## WORK REQUEST
Decide whether each statement agrees with the article on low-dose estrogen and bone density. Answer yes or no for each, and quote the deciding words of the article. 1. The study gave 83 women a pill with one-quarter the typical dose of estrogen. 2. The low dose of estrogen relieved bloating and breast tenderness. 3. Over 3 years, bone density did not change in the women taking the inert pill.

## DOCUMENT SECTION
↓↓↓

Better Bones: Women benefit from low dose of estrogen

Even as evidence accumulates that hormone-replacement therapy increases the risk of breast cancer and heart attack, stroke, and other vascular problems, one benefit of giving estrogen to older women has remained untainted: bone preservation.

Scientists now report that even a tiny dose of estrogen can boost bone density in elderly women significantly better than no dose at all. Moreover, the small dose apparently doesn’t cause an increase in the kinds of adverse effects that have driven women away from hormone therapy. On the other hand, aside from fewer headaches, this dose of estrogen didn’t provide relief from postmenopausal symptoms, such as bloating and breast tenderness. The new findings appear in the Aug. 27 Journal of the American Medical Association.

The researchers enlisted 167 healthy women over age 65 and randomly assigned 83 of them to get a pill containing one-quarter the typical dose of estrogen and 84 to receive an inert pill. All participants also took vitamin D and calcium daily.

In addition, except for women who had previously undergone a hysterectomy, the study volunteers received the female hormone progesterone for 2 weeks every 6 months. Although this results in a dose of progesterone considerably smaller than that typically given in combined progesterone-estrogen therapy, it prevented the abnormal thickening of the uterine lining that can arise from estrogen-only therapy, says Karen M. Prestwood of the University of Connecticut Health Center in Farmington.

Over 3 years, the women getting the inert pill had a 1 percent increase in bone density, while women taking estrogen averaged a 2.3 percent increase, a significant difference.

Blood and urine samples revealed that the women on estrogen had lower amounts of two chemicals associated with bone degradation.

↑↑↑

## DATA EXTRACT
↓↓↓

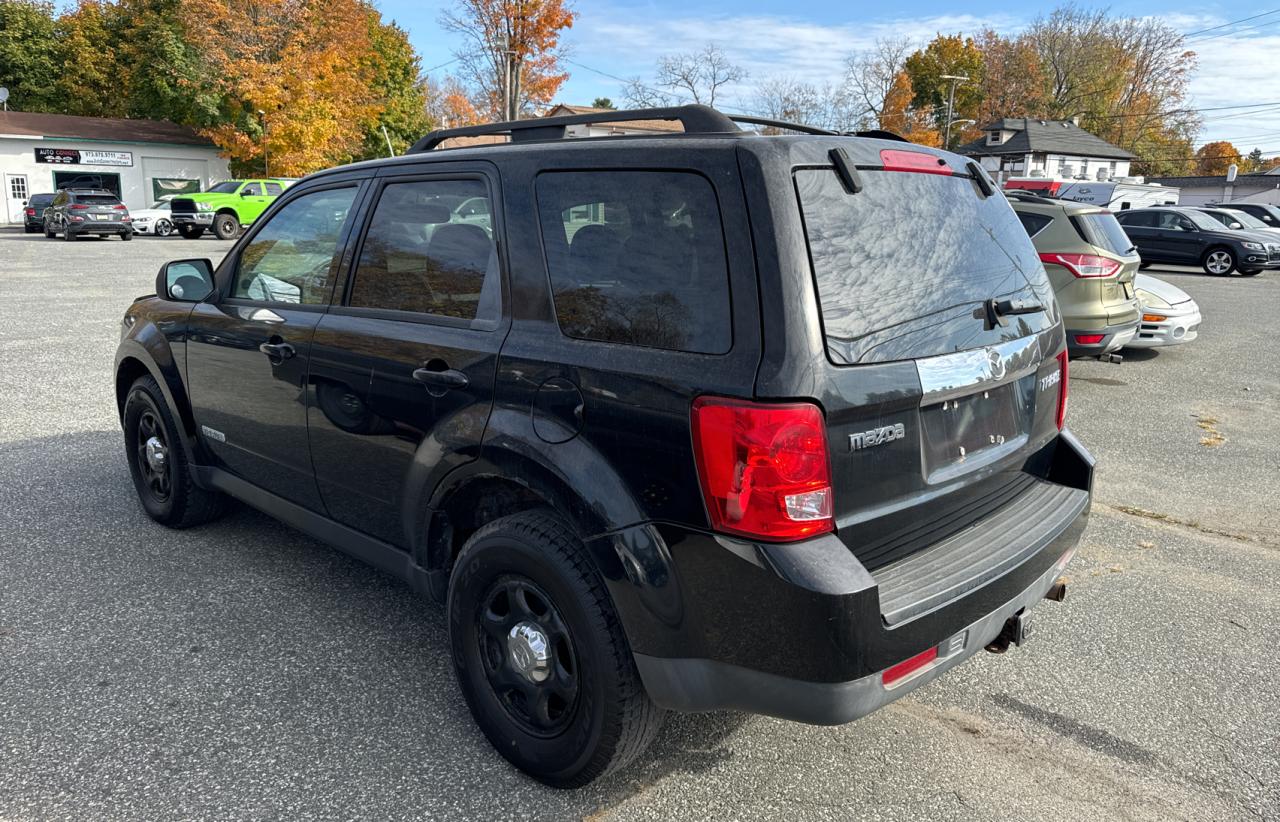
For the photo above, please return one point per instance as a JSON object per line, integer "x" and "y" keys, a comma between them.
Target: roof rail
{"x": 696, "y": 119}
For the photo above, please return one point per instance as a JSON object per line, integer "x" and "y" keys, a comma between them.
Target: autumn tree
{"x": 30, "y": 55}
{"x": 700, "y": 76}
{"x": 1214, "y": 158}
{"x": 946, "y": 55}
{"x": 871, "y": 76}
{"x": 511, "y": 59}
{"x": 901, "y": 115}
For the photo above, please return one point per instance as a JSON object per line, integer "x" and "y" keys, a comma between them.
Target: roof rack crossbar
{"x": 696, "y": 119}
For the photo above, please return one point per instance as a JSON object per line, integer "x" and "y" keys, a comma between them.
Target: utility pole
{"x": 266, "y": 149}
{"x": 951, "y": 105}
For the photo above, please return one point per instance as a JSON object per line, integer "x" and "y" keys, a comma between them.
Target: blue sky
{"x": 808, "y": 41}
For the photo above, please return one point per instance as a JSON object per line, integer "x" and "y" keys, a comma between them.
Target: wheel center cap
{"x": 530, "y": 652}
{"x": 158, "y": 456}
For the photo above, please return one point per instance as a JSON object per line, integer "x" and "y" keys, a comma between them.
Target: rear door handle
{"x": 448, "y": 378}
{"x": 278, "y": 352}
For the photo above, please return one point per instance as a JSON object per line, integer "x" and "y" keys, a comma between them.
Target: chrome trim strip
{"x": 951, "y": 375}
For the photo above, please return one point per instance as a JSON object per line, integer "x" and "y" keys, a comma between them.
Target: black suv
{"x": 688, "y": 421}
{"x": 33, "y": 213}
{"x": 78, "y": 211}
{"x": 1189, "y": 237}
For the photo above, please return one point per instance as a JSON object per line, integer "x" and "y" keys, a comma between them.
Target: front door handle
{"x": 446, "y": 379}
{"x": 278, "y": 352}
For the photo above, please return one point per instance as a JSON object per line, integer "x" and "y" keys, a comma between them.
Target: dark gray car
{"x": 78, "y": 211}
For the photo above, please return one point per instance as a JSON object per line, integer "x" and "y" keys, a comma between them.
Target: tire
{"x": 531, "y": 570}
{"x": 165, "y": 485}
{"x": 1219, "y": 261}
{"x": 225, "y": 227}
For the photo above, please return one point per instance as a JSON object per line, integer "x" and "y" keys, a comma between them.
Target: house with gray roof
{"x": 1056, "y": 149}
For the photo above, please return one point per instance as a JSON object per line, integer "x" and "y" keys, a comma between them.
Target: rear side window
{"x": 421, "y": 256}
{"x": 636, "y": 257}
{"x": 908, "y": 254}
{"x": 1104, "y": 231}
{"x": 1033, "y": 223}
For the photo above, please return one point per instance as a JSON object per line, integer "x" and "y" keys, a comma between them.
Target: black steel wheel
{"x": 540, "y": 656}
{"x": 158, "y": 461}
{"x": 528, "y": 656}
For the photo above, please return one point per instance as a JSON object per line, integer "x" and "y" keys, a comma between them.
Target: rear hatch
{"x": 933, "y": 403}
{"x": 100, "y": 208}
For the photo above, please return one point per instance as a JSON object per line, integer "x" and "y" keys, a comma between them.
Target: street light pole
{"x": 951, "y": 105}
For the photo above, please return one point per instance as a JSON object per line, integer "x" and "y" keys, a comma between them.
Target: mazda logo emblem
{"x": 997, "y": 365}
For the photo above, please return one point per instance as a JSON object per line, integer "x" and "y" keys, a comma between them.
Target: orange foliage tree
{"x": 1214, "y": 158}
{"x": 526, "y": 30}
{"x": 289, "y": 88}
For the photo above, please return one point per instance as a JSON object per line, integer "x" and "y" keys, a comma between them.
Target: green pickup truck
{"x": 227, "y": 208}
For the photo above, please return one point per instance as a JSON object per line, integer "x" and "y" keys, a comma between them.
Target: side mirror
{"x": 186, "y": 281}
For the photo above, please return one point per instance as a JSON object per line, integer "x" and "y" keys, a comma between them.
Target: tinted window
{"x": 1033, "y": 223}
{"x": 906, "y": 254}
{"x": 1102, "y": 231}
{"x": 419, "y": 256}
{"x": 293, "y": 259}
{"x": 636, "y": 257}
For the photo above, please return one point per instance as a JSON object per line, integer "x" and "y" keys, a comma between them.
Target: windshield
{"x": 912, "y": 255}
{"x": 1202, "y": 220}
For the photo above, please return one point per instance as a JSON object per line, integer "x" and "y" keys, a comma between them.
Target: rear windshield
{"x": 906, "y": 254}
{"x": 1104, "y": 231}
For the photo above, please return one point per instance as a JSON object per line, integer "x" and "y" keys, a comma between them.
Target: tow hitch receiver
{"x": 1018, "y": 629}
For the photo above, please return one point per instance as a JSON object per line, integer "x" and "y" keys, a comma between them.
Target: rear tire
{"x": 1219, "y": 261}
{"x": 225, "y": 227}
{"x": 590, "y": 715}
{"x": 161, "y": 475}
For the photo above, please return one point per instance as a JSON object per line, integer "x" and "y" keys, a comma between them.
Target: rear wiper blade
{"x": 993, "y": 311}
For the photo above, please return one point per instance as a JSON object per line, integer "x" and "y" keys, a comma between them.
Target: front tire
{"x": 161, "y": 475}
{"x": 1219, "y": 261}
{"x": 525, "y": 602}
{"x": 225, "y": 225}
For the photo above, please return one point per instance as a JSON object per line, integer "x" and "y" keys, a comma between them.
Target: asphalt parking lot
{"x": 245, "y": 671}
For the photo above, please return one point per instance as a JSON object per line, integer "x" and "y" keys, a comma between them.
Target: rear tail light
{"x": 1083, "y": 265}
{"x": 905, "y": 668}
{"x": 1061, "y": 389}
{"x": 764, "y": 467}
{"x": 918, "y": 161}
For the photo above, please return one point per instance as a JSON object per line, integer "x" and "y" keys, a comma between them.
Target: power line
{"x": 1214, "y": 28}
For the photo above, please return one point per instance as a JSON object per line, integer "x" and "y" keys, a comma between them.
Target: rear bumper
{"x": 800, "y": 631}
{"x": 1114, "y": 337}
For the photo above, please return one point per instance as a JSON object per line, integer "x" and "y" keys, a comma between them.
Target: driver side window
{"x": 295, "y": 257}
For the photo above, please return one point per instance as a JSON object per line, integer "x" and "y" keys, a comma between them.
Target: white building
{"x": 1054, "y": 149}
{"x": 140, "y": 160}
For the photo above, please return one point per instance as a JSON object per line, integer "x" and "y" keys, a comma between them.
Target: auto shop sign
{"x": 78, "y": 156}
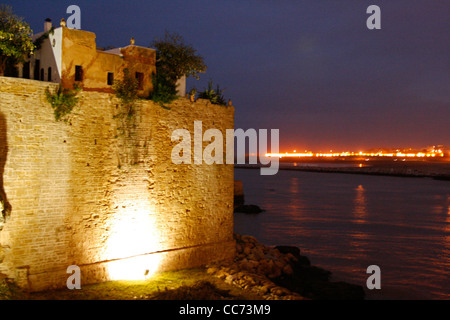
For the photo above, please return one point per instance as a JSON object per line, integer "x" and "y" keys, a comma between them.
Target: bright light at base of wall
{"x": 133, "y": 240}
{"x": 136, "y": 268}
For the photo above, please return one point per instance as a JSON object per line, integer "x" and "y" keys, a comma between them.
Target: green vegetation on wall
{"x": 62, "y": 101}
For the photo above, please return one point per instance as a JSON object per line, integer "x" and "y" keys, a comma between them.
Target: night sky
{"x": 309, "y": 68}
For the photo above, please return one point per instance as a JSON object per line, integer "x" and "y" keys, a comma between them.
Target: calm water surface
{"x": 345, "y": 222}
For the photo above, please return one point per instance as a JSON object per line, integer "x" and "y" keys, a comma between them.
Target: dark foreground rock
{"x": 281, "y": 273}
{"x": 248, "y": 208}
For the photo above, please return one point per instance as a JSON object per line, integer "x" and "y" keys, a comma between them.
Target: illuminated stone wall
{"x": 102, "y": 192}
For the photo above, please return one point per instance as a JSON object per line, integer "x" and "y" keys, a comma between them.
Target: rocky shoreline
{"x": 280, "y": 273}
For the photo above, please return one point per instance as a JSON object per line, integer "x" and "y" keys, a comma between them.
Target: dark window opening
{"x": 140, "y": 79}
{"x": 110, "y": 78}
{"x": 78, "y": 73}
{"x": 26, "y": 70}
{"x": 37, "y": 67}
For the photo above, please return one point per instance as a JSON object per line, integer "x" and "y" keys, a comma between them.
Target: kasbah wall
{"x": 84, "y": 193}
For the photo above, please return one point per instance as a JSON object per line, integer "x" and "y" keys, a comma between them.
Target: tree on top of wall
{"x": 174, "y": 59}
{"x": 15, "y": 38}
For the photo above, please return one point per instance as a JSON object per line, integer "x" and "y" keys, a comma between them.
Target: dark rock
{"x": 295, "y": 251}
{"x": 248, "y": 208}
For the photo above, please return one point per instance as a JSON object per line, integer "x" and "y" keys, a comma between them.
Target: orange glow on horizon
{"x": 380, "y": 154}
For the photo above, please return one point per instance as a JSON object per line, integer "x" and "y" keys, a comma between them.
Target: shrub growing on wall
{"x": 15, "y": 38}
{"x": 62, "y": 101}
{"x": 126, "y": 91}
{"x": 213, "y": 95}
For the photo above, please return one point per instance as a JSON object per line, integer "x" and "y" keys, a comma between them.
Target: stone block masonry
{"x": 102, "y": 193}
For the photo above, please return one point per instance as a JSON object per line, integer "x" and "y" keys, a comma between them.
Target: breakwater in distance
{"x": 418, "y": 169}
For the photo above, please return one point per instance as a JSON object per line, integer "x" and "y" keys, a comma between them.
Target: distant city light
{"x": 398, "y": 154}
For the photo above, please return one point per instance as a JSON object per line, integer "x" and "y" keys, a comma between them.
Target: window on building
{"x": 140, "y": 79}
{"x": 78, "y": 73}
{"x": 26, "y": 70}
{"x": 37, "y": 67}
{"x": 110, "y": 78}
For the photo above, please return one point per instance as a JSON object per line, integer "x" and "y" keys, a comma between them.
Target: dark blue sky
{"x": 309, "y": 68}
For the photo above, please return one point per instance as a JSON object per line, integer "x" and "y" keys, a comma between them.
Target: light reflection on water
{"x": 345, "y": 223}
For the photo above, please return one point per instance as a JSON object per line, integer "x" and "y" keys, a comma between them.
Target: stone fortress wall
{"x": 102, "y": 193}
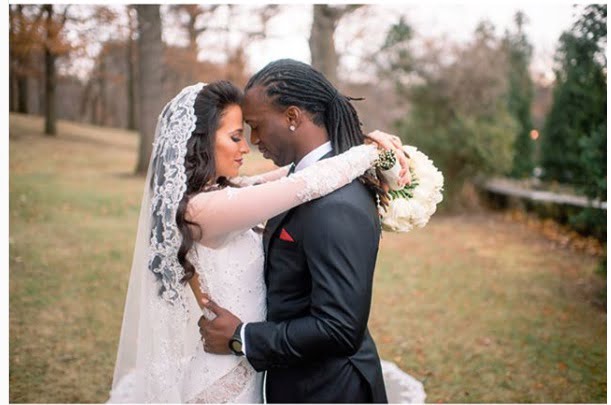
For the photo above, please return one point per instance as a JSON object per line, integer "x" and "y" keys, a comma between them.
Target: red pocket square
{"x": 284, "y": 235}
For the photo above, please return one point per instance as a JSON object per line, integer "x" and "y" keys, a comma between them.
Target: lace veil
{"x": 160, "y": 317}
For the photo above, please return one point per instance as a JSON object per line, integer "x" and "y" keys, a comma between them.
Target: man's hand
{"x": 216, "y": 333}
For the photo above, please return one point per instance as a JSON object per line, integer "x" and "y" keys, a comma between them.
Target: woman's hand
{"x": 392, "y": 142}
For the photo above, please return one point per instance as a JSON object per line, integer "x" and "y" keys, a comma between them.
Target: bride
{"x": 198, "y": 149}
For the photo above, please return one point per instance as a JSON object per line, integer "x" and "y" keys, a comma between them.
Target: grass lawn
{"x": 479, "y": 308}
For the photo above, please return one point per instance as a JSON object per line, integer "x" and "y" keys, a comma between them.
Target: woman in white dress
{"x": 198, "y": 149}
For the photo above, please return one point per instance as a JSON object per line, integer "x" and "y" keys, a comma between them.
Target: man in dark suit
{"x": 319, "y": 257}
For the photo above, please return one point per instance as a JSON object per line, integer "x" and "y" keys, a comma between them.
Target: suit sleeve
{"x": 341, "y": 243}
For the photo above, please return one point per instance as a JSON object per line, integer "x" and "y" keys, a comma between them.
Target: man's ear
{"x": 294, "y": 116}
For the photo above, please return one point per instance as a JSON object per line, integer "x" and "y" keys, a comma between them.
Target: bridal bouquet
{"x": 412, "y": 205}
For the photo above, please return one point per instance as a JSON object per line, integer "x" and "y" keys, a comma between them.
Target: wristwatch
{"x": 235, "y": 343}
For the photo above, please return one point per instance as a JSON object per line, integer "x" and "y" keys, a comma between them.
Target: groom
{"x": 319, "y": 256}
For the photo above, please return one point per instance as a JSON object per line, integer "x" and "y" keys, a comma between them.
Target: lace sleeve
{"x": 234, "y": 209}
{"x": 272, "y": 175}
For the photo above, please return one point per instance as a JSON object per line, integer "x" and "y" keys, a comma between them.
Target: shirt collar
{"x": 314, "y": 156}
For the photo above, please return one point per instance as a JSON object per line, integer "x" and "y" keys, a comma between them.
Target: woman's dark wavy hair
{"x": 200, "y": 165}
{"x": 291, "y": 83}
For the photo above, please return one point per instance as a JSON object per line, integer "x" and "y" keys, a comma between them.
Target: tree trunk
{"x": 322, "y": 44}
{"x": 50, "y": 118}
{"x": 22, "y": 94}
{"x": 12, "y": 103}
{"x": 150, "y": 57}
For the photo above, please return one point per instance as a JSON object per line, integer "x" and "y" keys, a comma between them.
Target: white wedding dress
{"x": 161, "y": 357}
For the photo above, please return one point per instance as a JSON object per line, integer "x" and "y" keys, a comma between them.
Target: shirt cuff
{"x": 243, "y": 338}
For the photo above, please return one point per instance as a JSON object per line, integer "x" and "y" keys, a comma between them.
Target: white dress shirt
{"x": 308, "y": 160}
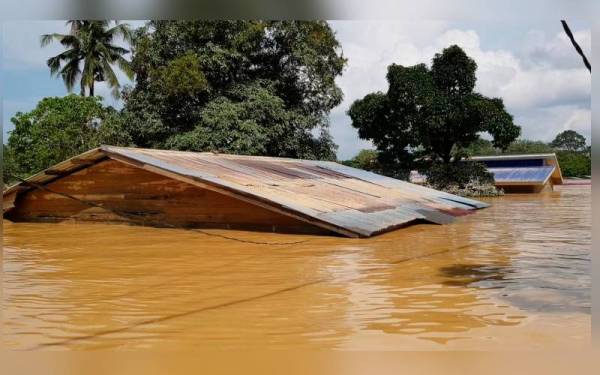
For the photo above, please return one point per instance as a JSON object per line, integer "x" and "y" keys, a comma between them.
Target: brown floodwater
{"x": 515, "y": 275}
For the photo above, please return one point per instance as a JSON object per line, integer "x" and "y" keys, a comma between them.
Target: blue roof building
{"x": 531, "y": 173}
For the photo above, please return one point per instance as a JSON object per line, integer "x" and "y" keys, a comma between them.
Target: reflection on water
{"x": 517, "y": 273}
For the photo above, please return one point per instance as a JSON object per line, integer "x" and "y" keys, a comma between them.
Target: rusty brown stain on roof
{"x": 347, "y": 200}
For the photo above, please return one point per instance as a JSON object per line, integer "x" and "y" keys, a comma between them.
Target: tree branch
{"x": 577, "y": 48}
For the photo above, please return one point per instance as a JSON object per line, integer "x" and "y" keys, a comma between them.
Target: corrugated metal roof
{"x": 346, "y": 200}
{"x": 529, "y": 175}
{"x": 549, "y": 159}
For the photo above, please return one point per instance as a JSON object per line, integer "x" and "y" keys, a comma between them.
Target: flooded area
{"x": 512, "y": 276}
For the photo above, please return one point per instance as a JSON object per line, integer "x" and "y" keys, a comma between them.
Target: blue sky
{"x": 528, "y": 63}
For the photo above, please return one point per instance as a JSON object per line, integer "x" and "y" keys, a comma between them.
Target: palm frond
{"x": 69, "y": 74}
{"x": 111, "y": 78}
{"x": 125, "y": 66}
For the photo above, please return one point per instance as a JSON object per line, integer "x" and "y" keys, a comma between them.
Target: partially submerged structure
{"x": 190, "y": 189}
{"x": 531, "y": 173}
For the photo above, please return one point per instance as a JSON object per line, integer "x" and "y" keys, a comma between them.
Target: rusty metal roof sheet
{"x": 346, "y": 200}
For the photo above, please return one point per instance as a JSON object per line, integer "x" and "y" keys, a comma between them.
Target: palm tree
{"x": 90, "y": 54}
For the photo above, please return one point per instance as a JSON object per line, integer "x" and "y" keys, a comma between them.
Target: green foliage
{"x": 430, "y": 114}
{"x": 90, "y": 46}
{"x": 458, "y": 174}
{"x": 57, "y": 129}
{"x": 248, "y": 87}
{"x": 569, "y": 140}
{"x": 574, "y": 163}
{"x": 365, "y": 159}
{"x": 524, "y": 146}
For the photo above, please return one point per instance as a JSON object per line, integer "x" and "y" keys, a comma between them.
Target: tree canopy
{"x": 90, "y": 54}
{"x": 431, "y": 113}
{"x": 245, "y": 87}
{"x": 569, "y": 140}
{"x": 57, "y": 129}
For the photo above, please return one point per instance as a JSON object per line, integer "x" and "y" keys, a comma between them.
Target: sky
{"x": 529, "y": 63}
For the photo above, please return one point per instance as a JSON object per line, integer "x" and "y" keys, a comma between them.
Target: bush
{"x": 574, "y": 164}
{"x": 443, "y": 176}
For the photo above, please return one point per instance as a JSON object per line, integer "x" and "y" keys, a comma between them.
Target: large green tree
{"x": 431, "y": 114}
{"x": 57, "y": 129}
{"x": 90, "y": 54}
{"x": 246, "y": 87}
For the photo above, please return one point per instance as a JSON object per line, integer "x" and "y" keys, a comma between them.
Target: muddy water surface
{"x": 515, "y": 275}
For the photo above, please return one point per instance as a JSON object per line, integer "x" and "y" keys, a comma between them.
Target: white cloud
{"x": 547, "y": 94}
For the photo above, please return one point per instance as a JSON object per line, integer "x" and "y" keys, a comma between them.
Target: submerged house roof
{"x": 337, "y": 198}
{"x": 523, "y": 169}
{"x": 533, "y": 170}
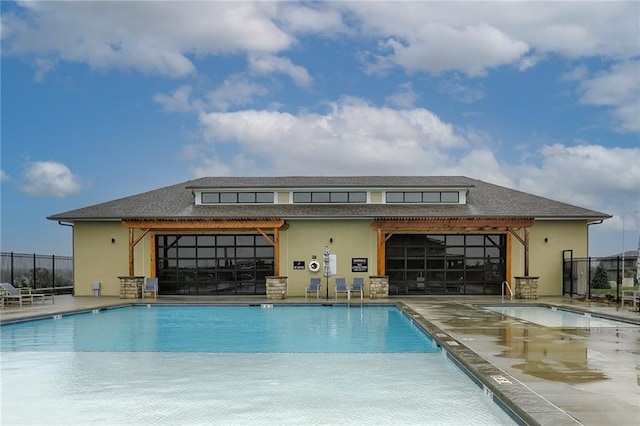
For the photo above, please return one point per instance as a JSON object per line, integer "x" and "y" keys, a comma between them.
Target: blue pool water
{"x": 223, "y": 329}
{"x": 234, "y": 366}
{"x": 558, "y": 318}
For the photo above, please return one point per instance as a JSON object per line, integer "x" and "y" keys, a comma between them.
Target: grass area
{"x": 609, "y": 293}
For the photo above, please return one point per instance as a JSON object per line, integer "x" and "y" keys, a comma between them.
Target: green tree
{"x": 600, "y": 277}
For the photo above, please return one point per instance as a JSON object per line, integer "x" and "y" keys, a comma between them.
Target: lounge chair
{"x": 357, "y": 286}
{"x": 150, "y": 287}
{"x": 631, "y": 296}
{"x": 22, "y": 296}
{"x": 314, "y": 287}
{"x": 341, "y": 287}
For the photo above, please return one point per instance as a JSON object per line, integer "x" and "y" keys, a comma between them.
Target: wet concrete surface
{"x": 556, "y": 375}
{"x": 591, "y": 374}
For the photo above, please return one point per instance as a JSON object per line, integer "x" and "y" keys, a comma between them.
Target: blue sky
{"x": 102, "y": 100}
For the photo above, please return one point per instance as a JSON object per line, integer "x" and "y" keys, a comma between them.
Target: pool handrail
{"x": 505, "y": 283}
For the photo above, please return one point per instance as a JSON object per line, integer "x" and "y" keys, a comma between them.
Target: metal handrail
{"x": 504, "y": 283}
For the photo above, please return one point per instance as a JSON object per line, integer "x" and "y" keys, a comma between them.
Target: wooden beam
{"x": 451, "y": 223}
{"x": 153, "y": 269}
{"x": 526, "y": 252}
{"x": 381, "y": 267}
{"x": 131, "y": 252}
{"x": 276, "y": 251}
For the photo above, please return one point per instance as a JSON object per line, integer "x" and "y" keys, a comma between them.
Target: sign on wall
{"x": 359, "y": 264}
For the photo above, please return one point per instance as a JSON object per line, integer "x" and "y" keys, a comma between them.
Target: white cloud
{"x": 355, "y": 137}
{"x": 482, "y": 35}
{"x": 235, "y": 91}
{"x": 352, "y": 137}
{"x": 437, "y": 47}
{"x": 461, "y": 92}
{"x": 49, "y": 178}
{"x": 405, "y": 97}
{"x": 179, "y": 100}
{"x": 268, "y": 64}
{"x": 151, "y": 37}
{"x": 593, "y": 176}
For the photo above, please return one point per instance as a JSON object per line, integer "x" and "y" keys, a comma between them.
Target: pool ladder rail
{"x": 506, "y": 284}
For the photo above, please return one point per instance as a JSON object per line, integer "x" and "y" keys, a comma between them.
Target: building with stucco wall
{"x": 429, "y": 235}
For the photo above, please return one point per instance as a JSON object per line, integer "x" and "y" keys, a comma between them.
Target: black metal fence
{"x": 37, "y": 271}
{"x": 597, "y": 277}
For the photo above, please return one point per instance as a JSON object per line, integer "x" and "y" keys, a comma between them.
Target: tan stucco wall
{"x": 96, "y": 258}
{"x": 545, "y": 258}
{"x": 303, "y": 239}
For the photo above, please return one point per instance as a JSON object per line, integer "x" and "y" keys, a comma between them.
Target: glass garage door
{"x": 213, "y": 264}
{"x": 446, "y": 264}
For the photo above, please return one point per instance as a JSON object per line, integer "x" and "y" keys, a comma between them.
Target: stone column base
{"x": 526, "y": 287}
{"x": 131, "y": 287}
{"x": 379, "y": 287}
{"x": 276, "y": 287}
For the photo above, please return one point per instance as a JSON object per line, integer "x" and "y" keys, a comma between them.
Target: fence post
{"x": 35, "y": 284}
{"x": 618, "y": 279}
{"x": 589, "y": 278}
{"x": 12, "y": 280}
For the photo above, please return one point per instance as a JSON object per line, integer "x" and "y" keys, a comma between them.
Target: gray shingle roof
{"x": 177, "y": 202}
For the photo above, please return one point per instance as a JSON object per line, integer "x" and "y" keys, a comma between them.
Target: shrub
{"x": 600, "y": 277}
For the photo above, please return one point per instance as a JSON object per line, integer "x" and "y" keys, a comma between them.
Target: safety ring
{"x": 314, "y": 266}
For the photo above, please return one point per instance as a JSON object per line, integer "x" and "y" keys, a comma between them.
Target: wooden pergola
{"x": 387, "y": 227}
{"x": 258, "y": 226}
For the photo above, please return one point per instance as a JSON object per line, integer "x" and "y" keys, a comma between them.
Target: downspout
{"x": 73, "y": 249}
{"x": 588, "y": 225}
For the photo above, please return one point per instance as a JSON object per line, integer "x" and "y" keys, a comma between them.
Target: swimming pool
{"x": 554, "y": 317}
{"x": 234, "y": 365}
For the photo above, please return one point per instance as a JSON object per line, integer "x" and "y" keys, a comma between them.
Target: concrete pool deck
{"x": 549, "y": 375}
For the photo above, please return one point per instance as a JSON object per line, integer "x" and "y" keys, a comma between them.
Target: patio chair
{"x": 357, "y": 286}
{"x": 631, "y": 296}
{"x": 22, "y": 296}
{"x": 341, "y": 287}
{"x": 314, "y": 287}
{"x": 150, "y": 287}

↑↑↑

## WRITTEN REPLY
1. Yes: "randomly assigned 83 of them to get a pill containing one-quarter the typical dose of estrogen"
2. No: "this dose of estrogen didn’t provide relief from postmenopausal symptoms, such as bloating and breast tenderness"
3. No: "the women getting the inert pill had a 1 percent increase in bone density"